• [Written request 1]: From the rows below, output everything from the line containing "task: segment the plowed field" down to the line containing "[[[933,462],[933,454],[917,445],[906,445],[906,455],[925,462]]]", both included, reproducing each line exactly.

A Weekend Alive With Music: Volta Park, Adams Morgan, Embassy Series
By May 21, 2014 0 1700
•The old saying or song is wrong: it’s not always fair weather. Once again, the world is on fire and drowning. Once again, it takes a change in the air, and a song or two to come with it, to make the next week seem promising again.
During the week, the news was again full of streams overflowing, rivers running through it and by it, with yet another local outburst of storms and flooding here and there along the Potomac as in the days before.
This time, the misery was shared by the world, where floods tore through the Balkans, otherwise known as Serbia, Croatia and other places that once made up the no-longer-in-existence nation of Yugoslavia.
Out in California, wildfires raged and destroyed in one of the more affluent pieces of real estate in the state, down in San Diego, burning homes in the arid countryside and hills.
It made me think of the old James Taylor song—“I’ve seen fire, and I’ve seen rain…..”
Taylor made music, and it was music—and a horse and another lyric—that soothed if not the savage beasts, at least the savage weather.
Because spring once again was in high dudgeon of blue-sky good feeling, outdoors and indoors.

• [Supplied records]:
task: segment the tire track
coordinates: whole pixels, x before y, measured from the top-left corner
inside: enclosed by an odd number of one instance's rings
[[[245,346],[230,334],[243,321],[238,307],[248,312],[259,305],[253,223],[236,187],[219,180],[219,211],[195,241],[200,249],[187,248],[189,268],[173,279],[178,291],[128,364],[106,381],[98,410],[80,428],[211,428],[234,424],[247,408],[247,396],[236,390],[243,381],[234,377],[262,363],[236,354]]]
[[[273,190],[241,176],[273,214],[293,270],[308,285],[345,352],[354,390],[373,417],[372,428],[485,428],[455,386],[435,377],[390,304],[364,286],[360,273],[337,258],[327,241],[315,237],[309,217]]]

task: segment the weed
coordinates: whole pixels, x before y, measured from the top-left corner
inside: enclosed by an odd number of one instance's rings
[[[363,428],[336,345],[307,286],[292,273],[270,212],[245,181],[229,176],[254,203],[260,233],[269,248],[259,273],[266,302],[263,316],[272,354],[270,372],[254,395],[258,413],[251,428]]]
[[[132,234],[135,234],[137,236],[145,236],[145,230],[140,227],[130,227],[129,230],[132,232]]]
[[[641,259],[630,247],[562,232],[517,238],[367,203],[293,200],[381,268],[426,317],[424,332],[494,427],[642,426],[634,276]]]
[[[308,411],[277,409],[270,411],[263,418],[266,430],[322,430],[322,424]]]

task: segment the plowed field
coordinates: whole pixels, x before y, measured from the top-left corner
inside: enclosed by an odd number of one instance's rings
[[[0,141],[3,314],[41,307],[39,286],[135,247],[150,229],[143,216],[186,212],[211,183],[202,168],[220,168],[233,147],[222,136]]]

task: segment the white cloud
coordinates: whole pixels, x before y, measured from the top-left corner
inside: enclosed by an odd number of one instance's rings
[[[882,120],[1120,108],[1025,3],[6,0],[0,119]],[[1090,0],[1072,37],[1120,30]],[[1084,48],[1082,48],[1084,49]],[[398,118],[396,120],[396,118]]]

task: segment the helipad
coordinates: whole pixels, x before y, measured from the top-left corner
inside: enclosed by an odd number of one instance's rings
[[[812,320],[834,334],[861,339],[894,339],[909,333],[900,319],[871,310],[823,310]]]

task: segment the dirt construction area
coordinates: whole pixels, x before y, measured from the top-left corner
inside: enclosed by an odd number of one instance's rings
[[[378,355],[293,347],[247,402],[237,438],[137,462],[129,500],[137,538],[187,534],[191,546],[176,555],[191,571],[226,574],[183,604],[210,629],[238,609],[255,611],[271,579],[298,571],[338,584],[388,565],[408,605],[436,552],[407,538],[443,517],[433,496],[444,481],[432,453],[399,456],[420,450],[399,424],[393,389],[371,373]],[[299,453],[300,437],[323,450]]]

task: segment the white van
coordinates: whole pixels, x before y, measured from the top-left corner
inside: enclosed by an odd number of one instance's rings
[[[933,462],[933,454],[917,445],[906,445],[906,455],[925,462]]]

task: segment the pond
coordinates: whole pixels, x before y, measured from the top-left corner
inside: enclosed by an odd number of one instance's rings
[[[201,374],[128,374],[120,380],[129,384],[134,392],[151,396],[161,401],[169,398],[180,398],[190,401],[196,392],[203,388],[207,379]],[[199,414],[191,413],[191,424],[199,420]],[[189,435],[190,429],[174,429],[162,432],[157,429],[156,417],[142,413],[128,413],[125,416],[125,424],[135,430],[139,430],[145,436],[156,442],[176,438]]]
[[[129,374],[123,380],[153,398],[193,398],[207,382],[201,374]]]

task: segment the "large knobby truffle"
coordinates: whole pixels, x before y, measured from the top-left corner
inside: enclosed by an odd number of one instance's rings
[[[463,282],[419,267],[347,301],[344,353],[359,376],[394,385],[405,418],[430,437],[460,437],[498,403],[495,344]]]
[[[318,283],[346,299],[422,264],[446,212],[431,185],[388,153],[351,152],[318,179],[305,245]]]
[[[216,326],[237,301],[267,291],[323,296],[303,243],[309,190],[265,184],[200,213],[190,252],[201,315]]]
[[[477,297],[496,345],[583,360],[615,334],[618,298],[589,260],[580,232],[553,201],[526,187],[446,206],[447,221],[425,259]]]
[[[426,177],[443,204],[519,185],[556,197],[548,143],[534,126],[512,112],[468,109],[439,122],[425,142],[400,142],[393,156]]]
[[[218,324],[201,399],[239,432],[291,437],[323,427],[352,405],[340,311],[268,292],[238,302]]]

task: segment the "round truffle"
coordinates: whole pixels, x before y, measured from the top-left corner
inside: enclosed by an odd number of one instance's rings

• [Written request 2]: Continue the article about a weekend of music, starting right after its last sentence.

• [Reply 1]:
task: segment the plowed field
coordinates: whole pixels, x before y, measured from the top-left corner
inside: enclosed by an odd number of one instance's rings
[[[0,141],[3,314],[41,307],[39,286],[135,247],[150,229],[143,216],[186,212],[211,183],[202,168],[220,168],[233,147],[222,136]]]

task: segment the white cloud
coordinates: whole pixels, x before y, measured from the top-left corner
inside: enclosed by an odd number of one instance's rings
[[[882,120],[1120,108],[1025,3],[6,0],[0,119]],[[1090,0],[1072,37],[1120,30]],[[1084,48],[1082,48],[1084,49]],[[398,118],[396,120],[396,118]]]

task: segment the helipad
coordinates: whole pixels, x before y, measured from the top-left corner
inside: enclosed by an odd number of one instance's rings
[[[812,320],[834,334],[861,339],[894,339],[909,333],[900,319],[871,310],[823,310]]]

task: segment the dirt construction area
coordinates: whole pixels, x before y, measured from the top-left corner
inside: enclosed by an odd number of one instance's rings
[[[378,355],[293,347],[247,402],[237,438],[137,462],[129,500],[137,538],[187,534],[191,546],[176,555],[191,571],[226,574],[183,604],[210,629],[238,609],[255,611],[271,579],[298,571],[338,584],[388,565],[408,605],[436,552],[407,538],[443,517],[433,496],[444,481],[432,453],[399,456],[420,450],[399,424],[393,389],[371,373]],[[299,453],[300,437],[323,450]]]

task: segment the white van
coordinates: whole pixels, x before y, measured from the top-left corner
inside: enclosed by an odd number of one instance's rings
[[[933,462],[933,454],[917,445],[906,445],[906,455],[925,462]]]

• [Reply 2]:
At Georgetown’s Volta Park, the Citizens Association of Georgetown kicked off its annual Concerts in the Parks series bouncing the air with children, snow cones and balloons as always, resounding with the sounds and smells of picnics on a Sunday afternoon. There was—oh, my sorrow—free Haagen Dazs ice cream, and complimentary Sprinkles cupcakes.
Best of all, musically and in any way, there was Georgetown treasure Rebecca McCabe, singer-songwriter, blonde and lovely as always, singing with Human Country Jukebox, who had foraying with high voice and spirits into classic Johnny-Cash-style country music before she raced in from the airport. At concert’s end, a special delight: the kids singing “Let It Go” from the film “Frozen,” up on stage with McCabe.
That was Sunday, yesterday, all our sorrows seemed so far away.
On Saturday, there was the horse and the City Paper’s female jazz vocalist of the year of 2013, not all together, but sounding similar confident tones and tunes. At the Preakness—after sitting in on the Adams Morgan Summer Concert Series at Columbia Road and Calvert and 18th streets—you got a chance to see that California Chrome, that winner of a three-year-old once again scoot to a first place finish, this time with a smart position and a sprint at the end, seeming hardly to work up a sweat. He is now king of the Kentucky Derby and the Preakness.
This means that Chrome, the horse of little pedigree — with the working class owners, a jockey who admits that his horse might be just as smart as he is and a trainer who’s never been in the inner circle of the Triple Crown sorts – can now become the first Triple Crown winner since Affirmed in 1978.
If California Chrome wins the Belmont, the endurance and heart tester of a race which has foiled a few speedsters in its day. That could happen unless the mini-controversy of the nose guards worn by Chrome to help his breathing turns into a cut-off-your-nose-to-spite-the-Triple-Crown kind of thing.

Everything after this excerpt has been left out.